◆ Given task
Render everything from the start of the records down to the line containing "of the silver" as a Markdown table with the columns Row and Line, leaving out blank lines.

[Items from a dataset]
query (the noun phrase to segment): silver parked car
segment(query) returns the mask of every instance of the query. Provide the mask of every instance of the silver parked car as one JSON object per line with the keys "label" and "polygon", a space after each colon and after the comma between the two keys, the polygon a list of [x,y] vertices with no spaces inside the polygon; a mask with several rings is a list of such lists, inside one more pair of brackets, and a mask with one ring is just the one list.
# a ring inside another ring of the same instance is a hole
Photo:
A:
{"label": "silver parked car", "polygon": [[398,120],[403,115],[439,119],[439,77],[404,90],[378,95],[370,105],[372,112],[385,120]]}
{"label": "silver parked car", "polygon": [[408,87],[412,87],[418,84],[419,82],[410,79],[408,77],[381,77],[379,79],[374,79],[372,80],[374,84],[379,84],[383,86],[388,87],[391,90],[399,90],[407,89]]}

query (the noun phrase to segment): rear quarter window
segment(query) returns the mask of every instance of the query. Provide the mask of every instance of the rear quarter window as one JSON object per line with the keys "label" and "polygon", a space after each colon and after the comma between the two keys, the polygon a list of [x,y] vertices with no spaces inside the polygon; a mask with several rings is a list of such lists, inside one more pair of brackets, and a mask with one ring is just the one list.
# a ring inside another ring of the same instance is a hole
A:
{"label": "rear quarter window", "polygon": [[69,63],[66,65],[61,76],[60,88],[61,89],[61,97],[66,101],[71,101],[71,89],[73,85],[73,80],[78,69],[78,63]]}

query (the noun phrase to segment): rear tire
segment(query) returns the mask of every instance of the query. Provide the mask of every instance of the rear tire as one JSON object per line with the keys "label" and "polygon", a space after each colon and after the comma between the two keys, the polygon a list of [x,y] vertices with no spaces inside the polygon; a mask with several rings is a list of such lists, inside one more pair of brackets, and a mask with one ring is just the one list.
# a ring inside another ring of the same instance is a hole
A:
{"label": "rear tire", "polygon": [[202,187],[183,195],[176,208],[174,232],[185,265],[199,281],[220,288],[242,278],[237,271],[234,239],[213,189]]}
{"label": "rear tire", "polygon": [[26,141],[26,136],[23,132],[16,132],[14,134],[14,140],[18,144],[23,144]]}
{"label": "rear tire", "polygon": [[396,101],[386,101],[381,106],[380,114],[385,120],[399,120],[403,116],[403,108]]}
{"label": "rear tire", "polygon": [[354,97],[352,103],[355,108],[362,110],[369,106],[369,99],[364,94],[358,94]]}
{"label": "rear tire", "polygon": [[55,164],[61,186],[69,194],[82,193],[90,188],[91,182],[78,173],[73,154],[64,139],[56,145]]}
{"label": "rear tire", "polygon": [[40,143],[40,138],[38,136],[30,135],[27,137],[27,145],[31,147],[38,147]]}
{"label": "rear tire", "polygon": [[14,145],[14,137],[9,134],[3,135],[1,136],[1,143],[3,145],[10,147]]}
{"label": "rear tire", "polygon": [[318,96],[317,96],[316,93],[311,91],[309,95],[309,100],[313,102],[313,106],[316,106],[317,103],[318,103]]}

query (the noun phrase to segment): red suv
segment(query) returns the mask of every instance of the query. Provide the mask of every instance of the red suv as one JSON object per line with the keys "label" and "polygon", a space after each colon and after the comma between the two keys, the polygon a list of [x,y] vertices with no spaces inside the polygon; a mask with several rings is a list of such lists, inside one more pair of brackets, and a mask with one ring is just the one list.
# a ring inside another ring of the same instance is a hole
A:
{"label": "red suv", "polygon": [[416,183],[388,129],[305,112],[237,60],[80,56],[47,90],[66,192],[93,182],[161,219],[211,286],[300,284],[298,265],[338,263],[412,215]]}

◆ Exercise response
| Row | Line |
|---|---|
| 1 | query (the noun phrase to segment): silver parked car |
| 2 | segment(query) returns the mask of every instance of the query. Provide the mask of every instance of the silver parked car as one JSON object per line with the keys "label" and "polygon", a space after each colon and after the comma between the two keys, the polygon a list of [x,y] vertices with no spaces inside the polygon; a mask with several rings is a list of such lists, inside one more pair of brackets, and a mask with one ring is just the one list. |